++++ DATA FOR THIS TASK

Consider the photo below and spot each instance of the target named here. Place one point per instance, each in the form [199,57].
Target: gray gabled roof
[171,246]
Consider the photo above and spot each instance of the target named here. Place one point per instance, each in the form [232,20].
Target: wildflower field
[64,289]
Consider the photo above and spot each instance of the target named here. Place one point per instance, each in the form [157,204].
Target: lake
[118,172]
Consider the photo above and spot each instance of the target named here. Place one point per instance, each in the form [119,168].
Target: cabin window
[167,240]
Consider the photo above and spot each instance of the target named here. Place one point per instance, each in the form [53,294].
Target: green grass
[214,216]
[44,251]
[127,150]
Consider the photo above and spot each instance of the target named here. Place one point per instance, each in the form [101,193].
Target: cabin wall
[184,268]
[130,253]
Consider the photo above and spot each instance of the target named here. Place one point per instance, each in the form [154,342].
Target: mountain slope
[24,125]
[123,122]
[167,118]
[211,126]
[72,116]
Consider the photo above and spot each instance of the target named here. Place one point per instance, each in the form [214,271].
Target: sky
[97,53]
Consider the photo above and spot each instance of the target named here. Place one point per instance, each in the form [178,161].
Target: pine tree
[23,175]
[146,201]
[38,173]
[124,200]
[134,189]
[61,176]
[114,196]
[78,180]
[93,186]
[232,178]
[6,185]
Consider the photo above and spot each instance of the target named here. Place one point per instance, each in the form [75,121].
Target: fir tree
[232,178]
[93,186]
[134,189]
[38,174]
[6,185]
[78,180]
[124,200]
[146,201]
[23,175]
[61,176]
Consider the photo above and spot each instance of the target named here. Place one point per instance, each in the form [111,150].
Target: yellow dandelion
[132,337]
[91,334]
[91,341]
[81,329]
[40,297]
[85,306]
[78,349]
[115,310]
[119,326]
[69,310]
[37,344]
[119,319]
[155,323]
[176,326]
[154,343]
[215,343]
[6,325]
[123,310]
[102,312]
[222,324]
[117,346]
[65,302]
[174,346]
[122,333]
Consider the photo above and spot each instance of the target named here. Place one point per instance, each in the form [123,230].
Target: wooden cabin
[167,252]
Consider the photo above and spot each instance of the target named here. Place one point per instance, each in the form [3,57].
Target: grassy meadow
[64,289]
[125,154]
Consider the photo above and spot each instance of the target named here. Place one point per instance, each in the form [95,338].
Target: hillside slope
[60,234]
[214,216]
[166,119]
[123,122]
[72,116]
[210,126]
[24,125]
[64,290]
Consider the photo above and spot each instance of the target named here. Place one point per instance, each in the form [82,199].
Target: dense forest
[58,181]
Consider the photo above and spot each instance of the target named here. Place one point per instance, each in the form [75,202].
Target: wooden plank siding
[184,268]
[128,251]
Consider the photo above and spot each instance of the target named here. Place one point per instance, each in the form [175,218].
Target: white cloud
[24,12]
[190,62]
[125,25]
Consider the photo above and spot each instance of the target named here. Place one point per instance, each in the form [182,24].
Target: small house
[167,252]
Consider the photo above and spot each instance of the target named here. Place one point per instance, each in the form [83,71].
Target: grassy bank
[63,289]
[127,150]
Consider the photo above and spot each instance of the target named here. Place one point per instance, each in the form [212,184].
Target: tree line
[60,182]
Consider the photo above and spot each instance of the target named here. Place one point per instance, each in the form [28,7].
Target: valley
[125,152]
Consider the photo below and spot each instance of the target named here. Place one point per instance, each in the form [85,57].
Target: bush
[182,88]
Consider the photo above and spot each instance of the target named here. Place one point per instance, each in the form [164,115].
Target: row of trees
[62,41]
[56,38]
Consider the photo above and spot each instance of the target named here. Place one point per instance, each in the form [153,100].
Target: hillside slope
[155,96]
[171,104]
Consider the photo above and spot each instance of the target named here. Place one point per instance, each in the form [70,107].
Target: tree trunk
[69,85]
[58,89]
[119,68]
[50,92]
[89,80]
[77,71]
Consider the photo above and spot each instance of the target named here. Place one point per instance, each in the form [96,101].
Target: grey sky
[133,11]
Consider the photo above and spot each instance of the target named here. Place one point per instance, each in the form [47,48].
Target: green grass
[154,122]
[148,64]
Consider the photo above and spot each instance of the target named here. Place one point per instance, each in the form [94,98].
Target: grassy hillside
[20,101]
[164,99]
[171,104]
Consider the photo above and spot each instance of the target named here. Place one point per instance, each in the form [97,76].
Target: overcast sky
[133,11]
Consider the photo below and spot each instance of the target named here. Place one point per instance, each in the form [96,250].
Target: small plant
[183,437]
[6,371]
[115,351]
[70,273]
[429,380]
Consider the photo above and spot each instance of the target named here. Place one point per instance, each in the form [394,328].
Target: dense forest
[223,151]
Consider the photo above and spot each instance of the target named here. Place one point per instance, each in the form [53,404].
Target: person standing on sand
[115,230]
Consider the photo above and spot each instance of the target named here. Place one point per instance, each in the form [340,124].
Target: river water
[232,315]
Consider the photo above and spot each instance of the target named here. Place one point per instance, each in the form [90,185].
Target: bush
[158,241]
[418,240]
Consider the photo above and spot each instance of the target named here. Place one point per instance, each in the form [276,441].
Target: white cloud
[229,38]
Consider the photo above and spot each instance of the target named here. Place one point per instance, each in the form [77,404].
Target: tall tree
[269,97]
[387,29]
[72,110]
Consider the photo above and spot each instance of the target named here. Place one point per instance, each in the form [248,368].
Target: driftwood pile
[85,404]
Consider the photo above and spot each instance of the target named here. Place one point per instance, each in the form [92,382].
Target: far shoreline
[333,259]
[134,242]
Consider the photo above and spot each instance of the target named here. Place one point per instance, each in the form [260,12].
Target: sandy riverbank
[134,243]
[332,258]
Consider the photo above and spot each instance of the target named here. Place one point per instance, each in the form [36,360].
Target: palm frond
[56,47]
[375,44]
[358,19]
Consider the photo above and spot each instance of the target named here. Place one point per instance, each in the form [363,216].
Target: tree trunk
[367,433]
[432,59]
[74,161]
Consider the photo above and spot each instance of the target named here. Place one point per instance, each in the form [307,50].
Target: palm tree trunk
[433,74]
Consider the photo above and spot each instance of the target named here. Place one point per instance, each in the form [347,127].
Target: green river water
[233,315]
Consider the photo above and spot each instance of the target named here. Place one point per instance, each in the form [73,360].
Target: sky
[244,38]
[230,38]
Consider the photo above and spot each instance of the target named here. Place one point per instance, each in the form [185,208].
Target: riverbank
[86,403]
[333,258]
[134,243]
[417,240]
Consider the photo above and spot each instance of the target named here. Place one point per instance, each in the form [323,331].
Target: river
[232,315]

++++++++

• REQUIRED WORK:
Everything from the line that contains "the form [92,382]." through the end of the records must be duplicated exactly, and nothing outside that range.

• ANSWER TO THE PROBLEM:
Consider the photo above and spot each instance of the target named here. Place one point per instance, each in the form [92,382].
Target: far shoreline
[333,259]
[134,242]
Consider the photo above and spot each instance of the target named here. Place one point per instance, each in the form [260,12].
Target: sandy riverbank
[134,243]
[332,258]
Consider the photo above and spot each instance of the target named here. Place one point per instance, each in the form [36,360].
Target: palm frond
[56,47]
[375,44]
[358,19]
Consider the photo above and spot each instance of the target named here. Place one point per instance, each in the form [363,216].
Target: tree trunk
[367,433]
[432,59]
[74,161]
Consider the photo above and spot each instance of the target named here. Place one point per instance, each in the form [307,50].
Target: palm tree trunk
[433,74]
Consider the photo above and spot each instance of the target named here. Place one point per instance, each in the form [347,127].
Target: green river water
[233,315]
Consider the photo above and spot each instance of the target named here. Place one point per instance, each in the form [73,360].
Target: sky
[244,38]
[230,38]
Consider the photo above and spot each instance of the target named here. Place one point per instance, each in the form [185,208].
Target: riverbank
[86,403]
[333,258]
[134,243]
[417,240]
Consider the photo above and spot each instance of the target named here. Place one point per instance, each in the form [323,331].
Target: river
[232,315]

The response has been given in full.